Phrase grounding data
......
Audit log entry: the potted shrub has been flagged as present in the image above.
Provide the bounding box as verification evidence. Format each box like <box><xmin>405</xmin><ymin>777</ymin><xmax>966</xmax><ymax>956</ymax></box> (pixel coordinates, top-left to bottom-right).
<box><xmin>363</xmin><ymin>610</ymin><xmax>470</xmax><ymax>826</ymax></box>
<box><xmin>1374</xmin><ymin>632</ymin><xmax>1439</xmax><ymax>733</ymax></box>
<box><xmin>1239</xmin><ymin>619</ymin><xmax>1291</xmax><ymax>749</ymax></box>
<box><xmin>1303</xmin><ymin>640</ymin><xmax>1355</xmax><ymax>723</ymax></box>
......
**WHAT THIS TASK INVOLVES**
Your job is to copy all the records exactly.

**REPLY TO THE TASK**
Audit log entry: the potted shrub has been flagged as present in the image above.
Provide the bounding box as verification evidence. Format each box like <box><xmin>405</xmin><ymin>777</ymin><xmax>966</xmax><ymax>956</ymax></box> (pixel coordinates, top-left to bottom-right).
<box><xmin>363</xmin><ymin>610</ymin><xmax>470</xmax><ymax>826</ymax></box>
<box><xmin>1374</xmin><ymin>632</ymin><xmax>1439</xmax><ymax>733</ymax></box>
<box><xmin>1239</xmin><ymin>619</ymin><xmax>1291</xmax><ymax>749</ymax></box>
<box><xmin>1303</xmin><ymin>640</ymin><xmax>1355</xmax><ymax>723</ymax></box>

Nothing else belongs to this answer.